- _Listed entries_:
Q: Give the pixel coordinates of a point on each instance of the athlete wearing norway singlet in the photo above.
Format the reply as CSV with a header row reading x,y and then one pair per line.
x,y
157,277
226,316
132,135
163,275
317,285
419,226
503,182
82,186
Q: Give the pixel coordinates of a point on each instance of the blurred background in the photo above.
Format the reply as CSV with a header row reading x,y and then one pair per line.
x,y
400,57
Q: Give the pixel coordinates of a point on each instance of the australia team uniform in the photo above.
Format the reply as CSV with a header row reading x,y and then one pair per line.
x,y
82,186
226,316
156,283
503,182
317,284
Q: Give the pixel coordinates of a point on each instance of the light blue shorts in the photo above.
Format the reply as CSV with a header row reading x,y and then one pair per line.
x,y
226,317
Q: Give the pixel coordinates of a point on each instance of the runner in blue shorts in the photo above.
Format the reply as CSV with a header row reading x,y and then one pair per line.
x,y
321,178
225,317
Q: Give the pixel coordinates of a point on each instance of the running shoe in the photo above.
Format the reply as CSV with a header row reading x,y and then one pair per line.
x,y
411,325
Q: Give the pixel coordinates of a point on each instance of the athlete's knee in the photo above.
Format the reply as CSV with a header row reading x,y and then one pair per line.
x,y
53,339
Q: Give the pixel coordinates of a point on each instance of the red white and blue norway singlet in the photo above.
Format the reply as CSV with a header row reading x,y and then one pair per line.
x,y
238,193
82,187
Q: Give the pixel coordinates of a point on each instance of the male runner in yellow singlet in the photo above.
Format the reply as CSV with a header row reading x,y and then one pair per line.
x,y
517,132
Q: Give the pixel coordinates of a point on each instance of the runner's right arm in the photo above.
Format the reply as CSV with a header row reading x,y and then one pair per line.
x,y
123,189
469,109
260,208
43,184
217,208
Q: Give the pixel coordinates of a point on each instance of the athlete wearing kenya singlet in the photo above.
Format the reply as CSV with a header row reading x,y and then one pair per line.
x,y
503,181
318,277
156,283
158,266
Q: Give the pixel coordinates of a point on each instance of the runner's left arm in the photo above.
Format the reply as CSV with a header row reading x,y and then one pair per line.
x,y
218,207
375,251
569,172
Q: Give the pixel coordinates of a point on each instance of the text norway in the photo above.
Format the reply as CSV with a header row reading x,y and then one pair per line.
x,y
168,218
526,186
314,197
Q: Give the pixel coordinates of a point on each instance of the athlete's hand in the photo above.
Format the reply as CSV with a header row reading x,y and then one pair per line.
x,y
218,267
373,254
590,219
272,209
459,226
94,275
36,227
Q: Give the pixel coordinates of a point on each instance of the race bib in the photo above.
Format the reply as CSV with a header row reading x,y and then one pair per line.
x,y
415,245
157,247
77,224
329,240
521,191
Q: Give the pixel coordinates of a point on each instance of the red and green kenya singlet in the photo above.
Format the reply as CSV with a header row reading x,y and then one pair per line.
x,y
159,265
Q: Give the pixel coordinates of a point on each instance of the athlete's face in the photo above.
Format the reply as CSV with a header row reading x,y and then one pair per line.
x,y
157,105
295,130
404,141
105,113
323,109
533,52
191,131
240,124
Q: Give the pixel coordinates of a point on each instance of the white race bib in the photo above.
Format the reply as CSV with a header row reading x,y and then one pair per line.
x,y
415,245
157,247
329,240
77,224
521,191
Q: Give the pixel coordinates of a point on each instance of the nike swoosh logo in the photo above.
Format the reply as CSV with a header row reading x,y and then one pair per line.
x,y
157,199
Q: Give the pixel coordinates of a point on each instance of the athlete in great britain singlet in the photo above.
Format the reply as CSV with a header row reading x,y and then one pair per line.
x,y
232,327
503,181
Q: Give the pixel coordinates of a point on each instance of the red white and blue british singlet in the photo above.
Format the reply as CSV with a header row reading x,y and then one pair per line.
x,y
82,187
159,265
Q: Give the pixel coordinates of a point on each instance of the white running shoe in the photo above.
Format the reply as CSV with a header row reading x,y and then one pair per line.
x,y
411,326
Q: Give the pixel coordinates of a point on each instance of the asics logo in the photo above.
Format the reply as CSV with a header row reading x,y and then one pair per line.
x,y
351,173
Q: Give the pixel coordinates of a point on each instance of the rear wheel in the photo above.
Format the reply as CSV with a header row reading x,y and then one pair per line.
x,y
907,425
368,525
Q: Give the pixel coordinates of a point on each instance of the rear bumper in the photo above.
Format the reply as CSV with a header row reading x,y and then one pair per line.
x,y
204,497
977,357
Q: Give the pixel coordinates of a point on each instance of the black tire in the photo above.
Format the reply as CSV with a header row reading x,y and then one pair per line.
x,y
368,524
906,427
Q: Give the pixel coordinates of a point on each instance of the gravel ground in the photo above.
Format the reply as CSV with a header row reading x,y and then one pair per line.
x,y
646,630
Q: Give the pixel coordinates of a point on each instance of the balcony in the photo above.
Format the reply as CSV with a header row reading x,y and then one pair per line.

- _Work instruction_:
Only an exact copy of the lines from the beginning of the listing through the line with "uniform in the photo above.", both included, belongs in the answer.

- _Finished exercise_:
Q: Give the pixel coordinates of a point on each instance of the athlete wearing norway singlet in the photo above.
Format the reply as CSV with a header row reading x,y and then one pair per line.
x,y
157,277
226,316
132,135
163,275
317,285
419,226
503,182
82,186
Q: Give the pixel coordinates of a point on each instance of the blurred background in the photo above.
Format the reply as CSV with a header row reading x,y and then one pair per line.
x,y
400,57
Q: Give the pixel coordinates of a point on each instance of the australia team uniform in the photo above.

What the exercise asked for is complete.